WHAT IS REQUIRED> Count the lines in the material that contain the string "tarpaulin", treating uppercase and lowercase as different, and give only the number.

RECORDS FOR THE EXERCISE>
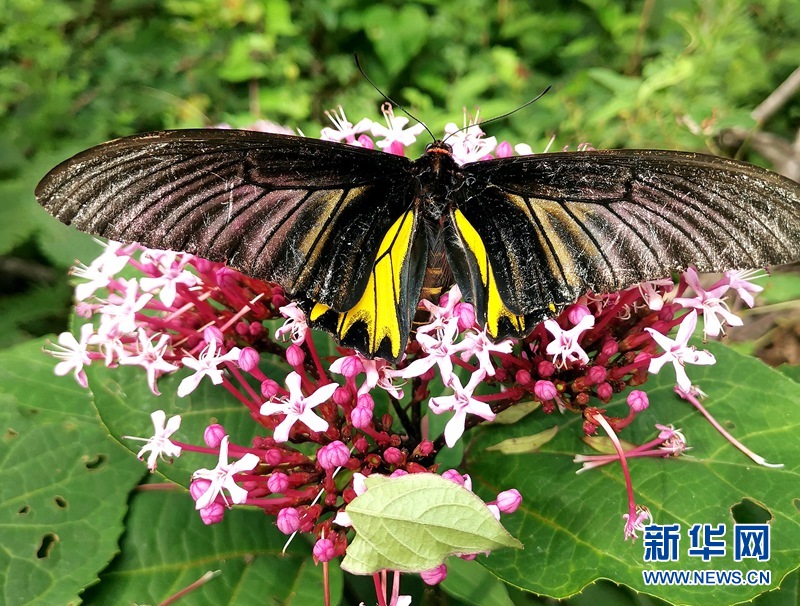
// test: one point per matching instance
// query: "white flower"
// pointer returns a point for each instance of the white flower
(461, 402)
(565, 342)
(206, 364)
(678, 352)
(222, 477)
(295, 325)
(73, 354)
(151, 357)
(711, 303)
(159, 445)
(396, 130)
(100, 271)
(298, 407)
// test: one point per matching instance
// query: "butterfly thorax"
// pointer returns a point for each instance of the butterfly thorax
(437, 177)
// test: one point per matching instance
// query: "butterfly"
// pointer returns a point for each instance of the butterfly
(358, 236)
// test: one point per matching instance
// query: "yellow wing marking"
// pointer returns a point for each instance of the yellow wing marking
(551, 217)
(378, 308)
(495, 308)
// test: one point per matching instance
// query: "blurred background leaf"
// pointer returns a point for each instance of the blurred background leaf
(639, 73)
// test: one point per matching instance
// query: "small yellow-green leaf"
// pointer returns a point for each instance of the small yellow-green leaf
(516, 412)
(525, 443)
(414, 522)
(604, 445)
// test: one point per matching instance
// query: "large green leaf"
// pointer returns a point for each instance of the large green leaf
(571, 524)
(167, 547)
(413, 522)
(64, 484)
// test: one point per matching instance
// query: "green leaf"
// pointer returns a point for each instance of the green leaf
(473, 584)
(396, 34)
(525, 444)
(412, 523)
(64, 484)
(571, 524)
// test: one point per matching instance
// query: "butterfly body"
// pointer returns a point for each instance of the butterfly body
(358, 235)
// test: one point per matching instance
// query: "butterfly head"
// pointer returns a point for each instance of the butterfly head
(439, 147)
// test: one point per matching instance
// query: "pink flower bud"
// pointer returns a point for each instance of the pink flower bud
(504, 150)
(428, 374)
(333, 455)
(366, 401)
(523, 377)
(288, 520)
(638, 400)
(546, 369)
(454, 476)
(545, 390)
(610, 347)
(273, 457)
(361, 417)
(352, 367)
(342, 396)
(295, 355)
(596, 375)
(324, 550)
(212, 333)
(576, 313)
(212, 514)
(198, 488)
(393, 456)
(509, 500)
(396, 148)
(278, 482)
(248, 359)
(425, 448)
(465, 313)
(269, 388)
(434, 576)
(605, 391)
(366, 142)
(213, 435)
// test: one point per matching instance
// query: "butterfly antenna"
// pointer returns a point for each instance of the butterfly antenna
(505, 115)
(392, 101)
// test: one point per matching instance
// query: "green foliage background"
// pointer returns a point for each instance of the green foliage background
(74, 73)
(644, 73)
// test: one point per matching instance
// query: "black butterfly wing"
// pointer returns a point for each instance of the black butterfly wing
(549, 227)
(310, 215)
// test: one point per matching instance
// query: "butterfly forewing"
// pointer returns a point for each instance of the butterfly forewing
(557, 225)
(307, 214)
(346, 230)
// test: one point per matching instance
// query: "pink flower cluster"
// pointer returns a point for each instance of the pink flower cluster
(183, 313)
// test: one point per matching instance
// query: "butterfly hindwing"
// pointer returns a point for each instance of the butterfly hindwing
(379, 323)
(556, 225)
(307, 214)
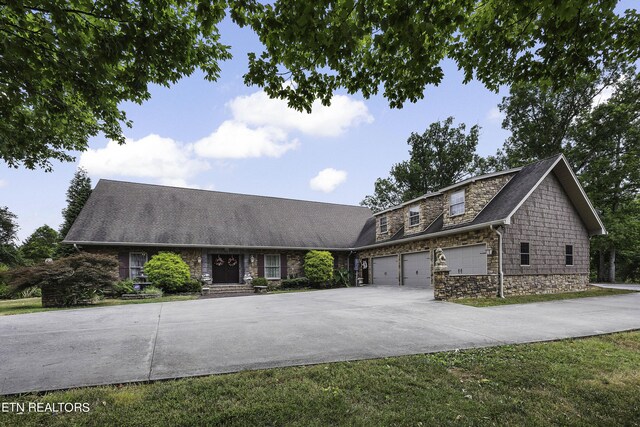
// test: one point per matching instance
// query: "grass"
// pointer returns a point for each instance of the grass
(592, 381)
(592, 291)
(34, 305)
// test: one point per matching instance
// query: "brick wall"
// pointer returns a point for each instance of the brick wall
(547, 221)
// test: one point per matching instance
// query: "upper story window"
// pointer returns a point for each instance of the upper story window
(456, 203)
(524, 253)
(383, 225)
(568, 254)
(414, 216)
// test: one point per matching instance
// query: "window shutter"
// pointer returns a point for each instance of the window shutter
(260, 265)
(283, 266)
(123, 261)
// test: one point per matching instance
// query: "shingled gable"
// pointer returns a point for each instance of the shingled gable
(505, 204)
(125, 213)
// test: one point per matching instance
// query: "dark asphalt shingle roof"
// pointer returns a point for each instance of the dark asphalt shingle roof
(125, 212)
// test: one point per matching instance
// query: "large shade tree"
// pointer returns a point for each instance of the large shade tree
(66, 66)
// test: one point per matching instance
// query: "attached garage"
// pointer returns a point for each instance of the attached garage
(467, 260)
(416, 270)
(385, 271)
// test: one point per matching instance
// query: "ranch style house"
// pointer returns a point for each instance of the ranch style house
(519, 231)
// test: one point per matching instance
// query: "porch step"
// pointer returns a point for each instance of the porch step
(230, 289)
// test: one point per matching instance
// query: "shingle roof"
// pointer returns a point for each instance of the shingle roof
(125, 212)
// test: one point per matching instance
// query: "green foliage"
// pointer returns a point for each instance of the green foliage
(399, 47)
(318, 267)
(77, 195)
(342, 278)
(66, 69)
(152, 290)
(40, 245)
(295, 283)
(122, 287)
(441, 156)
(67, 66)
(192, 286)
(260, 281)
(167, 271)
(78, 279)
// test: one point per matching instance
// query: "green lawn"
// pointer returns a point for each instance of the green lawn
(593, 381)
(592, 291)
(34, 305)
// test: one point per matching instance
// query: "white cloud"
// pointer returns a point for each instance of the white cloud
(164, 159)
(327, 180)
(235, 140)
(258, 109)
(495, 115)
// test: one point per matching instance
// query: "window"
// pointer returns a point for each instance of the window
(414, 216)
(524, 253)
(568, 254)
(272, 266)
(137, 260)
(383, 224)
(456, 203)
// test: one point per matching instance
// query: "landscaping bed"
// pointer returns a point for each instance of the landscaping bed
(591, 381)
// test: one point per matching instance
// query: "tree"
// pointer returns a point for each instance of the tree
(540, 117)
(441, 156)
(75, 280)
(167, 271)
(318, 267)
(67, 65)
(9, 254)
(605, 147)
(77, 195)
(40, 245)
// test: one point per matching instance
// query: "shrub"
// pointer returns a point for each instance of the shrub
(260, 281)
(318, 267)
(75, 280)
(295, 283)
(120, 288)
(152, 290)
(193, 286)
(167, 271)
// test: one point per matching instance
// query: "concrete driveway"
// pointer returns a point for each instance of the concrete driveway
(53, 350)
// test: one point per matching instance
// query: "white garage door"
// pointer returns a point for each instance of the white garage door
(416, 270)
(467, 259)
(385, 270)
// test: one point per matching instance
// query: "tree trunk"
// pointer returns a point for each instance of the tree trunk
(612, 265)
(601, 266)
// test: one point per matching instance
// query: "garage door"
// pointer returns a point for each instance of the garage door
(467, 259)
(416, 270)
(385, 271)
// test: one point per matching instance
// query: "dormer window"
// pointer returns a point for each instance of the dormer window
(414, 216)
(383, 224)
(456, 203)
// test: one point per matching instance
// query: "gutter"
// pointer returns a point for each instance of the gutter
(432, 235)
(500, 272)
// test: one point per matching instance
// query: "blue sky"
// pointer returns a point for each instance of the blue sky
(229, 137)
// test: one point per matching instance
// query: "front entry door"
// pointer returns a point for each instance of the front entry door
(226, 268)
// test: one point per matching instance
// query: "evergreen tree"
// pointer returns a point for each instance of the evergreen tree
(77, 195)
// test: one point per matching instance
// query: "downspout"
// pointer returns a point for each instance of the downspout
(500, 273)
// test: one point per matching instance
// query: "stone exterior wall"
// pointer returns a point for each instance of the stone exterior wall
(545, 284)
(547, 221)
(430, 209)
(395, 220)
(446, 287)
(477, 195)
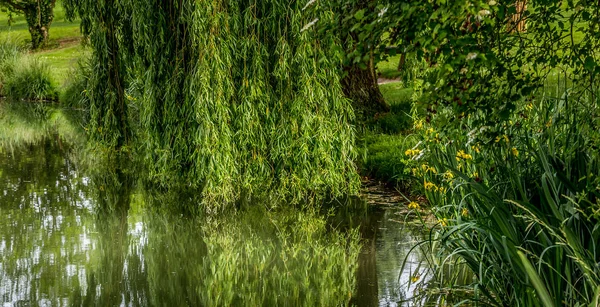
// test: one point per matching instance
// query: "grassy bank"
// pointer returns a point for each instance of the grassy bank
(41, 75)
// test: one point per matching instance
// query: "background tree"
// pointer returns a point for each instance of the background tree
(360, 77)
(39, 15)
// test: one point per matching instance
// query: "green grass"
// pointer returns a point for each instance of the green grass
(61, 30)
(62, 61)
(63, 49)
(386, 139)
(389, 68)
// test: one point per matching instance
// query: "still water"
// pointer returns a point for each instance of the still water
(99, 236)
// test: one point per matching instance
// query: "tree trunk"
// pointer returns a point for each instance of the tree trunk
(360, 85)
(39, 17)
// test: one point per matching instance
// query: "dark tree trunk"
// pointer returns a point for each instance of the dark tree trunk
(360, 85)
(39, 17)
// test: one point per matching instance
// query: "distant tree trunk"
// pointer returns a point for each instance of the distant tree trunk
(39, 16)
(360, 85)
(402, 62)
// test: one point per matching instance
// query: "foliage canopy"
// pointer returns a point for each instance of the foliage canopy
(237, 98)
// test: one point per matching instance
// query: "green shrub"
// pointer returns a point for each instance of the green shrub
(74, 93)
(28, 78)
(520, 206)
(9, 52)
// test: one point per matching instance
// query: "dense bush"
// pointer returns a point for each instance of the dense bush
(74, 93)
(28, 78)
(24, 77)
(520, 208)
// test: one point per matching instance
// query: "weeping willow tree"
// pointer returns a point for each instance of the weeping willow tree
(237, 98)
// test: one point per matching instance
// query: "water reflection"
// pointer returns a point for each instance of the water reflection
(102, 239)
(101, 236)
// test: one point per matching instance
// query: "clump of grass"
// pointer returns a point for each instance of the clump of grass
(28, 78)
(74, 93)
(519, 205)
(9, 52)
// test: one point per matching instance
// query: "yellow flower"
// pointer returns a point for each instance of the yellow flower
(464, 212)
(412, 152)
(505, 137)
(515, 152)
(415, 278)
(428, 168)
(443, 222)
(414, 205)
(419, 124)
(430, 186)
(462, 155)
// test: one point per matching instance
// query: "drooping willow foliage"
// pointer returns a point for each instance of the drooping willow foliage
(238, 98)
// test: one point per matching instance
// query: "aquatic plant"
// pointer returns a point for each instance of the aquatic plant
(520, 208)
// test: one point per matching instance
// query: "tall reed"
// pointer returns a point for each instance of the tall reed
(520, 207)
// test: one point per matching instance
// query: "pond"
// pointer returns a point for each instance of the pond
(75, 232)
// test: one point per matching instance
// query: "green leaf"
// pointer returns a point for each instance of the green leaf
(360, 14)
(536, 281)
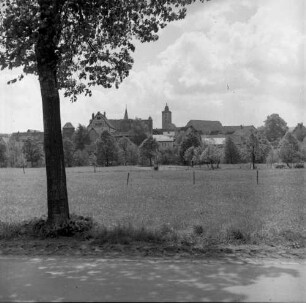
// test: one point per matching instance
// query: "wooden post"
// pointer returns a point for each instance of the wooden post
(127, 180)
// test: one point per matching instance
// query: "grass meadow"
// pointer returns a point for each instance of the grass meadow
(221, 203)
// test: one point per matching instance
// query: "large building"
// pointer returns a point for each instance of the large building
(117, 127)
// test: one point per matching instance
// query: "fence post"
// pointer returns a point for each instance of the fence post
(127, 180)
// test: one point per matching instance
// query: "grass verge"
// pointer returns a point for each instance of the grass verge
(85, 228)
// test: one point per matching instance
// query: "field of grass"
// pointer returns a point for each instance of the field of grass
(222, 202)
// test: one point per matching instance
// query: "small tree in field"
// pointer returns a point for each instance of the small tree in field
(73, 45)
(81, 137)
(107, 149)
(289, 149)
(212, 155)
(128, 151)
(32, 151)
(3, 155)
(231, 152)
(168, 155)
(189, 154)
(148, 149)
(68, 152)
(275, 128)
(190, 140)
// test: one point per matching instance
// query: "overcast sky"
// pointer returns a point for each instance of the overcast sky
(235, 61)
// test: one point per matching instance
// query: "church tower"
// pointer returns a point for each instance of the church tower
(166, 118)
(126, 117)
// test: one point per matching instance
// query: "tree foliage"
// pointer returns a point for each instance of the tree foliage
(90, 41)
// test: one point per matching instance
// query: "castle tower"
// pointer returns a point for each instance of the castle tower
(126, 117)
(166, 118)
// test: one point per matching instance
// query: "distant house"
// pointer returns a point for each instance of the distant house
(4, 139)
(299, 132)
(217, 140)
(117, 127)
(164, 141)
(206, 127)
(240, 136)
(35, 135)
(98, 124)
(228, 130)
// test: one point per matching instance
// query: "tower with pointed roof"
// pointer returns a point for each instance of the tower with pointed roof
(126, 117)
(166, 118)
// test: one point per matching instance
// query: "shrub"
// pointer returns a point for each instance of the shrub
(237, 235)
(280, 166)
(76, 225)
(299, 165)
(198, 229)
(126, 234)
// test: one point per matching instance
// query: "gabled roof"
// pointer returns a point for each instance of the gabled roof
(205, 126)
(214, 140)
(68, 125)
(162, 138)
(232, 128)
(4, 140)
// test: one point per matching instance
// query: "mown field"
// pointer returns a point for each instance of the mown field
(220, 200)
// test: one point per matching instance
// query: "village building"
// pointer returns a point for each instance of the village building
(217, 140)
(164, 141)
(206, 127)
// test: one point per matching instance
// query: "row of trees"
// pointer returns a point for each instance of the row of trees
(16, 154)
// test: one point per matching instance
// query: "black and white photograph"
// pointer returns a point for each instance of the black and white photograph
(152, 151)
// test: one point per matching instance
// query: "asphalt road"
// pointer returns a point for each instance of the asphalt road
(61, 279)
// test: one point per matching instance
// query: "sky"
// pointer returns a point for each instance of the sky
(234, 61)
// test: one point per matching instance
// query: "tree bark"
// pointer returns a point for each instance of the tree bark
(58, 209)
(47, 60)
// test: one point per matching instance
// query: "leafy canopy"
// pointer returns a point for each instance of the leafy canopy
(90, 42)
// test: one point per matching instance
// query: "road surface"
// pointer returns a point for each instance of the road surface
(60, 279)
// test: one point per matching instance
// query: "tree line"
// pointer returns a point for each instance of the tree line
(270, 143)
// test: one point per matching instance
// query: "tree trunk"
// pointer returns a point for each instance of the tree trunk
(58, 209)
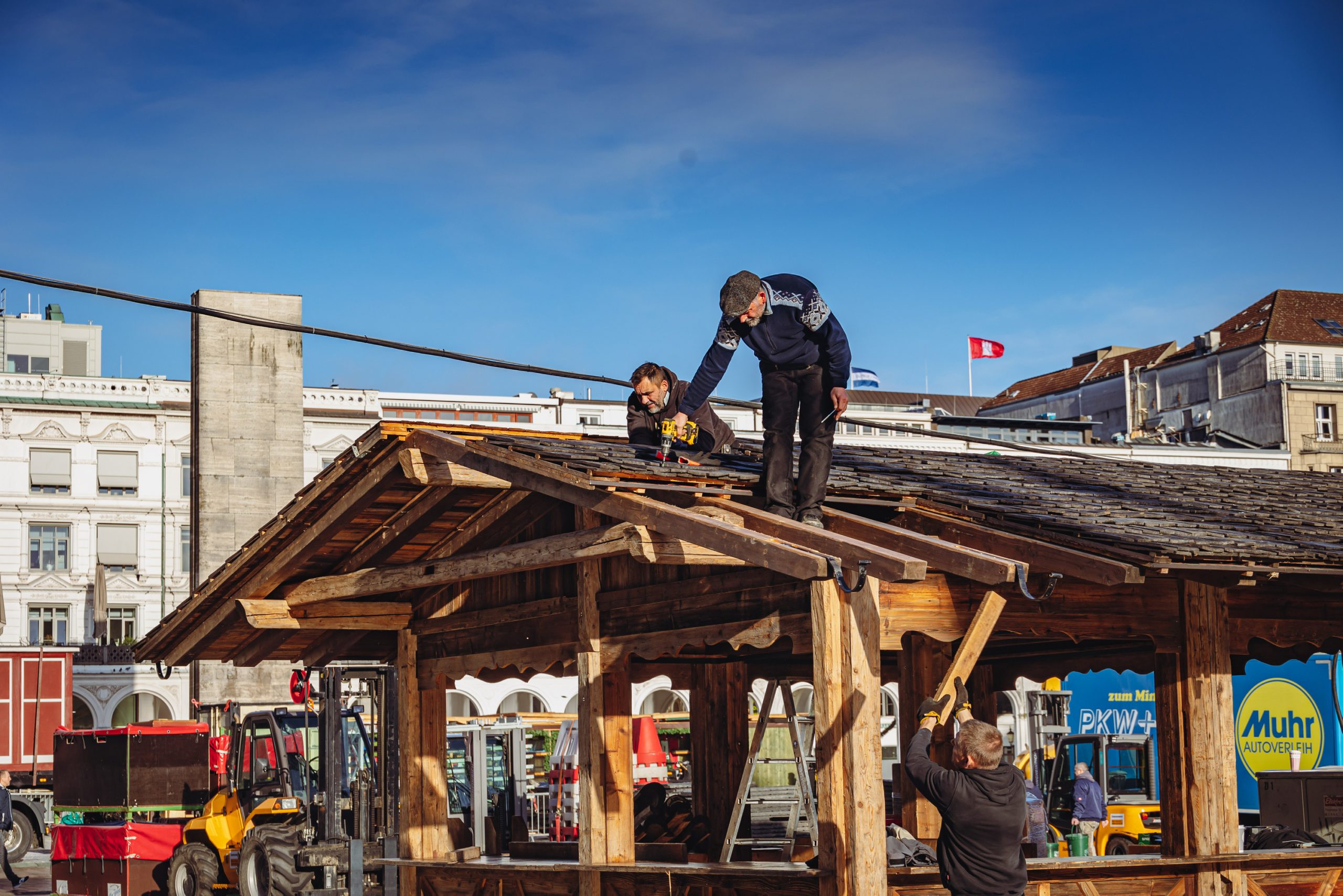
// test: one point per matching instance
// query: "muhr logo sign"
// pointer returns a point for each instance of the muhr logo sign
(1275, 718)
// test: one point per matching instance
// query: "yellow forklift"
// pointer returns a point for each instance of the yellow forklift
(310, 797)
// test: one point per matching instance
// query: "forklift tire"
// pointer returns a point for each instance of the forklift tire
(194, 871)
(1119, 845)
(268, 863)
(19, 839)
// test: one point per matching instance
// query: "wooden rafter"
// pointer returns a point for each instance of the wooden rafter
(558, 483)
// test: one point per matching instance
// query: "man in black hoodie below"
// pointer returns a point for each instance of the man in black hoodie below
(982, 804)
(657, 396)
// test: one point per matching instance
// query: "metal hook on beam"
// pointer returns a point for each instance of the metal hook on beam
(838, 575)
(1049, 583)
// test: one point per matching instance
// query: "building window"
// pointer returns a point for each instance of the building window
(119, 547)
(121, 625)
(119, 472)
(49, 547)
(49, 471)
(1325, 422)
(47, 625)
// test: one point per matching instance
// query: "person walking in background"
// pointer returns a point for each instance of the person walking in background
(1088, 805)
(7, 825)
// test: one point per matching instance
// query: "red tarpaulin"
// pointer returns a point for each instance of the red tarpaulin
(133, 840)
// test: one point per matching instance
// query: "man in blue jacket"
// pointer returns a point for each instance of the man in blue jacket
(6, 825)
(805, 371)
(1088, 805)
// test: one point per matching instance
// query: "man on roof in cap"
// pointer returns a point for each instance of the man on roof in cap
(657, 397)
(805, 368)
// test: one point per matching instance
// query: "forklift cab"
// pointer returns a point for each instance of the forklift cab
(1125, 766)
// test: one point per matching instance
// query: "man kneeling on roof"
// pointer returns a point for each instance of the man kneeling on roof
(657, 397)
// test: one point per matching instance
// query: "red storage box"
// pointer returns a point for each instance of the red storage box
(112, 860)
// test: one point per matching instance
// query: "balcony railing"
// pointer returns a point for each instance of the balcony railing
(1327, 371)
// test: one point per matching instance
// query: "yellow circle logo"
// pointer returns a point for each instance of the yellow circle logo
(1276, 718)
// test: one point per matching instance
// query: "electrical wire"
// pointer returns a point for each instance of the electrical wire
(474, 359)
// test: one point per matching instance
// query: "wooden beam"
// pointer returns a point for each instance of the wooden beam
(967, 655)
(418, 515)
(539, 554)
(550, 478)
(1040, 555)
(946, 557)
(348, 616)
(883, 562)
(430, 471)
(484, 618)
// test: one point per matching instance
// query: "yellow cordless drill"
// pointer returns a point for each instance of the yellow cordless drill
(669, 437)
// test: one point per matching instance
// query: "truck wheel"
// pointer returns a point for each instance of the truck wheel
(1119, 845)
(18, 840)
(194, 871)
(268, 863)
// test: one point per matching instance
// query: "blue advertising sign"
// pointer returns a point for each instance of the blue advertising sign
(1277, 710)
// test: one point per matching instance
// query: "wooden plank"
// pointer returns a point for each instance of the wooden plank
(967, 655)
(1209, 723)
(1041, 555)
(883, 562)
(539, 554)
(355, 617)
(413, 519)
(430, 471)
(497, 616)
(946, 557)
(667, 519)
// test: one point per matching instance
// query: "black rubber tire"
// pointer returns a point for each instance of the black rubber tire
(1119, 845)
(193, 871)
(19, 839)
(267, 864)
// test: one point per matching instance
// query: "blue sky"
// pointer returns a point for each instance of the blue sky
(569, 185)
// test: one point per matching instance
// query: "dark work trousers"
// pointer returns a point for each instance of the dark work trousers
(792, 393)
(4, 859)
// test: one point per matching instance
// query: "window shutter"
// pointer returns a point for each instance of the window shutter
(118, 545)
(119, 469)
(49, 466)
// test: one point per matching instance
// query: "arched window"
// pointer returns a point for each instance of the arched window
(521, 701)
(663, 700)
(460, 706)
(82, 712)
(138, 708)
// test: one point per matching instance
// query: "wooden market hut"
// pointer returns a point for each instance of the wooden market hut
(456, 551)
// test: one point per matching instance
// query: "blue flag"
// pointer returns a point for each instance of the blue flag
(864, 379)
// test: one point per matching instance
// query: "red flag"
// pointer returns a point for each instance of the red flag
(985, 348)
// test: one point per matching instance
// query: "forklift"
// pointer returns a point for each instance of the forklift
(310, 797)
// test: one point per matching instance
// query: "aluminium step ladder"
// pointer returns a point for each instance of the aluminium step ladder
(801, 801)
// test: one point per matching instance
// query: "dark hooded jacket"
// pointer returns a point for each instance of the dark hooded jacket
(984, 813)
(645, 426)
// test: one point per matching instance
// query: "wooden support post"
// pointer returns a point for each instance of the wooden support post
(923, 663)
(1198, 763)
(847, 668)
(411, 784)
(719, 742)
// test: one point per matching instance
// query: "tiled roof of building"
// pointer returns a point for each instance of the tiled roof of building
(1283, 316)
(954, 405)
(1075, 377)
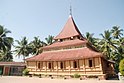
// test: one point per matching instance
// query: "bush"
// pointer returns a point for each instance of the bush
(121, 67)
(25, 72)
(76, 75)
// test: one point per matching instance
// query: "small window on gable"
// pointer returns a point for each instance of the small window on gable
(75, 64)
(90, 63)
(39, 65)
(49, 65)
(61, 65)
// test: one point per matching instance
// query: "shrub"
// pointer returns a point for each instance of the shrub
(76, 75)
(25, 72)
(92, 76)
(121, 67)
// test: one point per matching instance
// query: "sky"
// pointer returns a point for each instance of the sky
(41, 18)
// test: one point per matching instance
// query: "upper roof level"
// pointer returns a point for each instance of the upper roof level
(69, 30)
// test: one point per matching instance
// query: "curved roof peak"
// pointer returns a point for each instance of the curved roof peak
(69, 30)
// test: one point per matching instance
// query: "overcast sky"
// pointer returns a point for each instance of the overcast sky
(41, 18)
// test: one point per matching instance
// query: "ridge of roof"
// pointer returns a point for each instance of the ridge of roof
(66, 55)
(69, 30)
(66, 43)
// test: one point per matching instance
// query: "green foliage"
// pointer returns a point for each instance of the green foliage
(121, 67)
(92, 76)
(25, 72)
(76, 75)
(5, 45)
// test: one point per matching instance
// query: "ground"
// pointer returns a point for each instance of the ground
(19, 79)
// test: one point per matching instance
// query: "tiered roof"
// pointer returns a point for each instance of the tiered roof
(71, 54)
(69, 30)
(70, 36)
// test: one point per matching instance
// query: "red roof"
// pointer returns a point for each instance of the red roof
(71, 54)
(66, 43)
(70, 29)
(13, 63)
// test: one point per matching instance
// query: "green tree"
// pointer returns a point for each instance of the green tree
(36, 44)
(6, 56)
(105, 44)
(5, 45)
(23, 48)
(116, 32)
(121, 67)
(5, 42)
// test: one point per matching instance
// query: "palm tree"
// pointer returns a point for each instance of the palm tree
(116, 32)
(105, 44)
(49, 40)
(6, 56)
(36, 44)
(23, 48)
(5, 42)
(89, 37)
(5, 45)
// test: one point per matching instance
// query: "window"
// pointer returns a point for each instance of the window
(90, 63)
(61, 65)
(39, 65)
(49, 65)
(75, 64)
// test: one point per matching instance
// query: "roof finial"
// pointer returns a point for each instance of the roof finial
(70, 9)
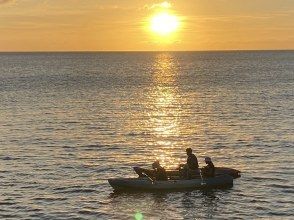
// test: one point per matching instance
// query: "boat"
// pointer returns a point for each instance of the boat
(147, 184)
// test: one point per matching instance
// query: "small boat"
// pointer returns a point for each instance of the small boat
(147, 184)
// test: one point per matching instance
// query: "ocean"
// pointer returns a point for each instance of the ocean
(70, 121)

FULL RESPONSE> 2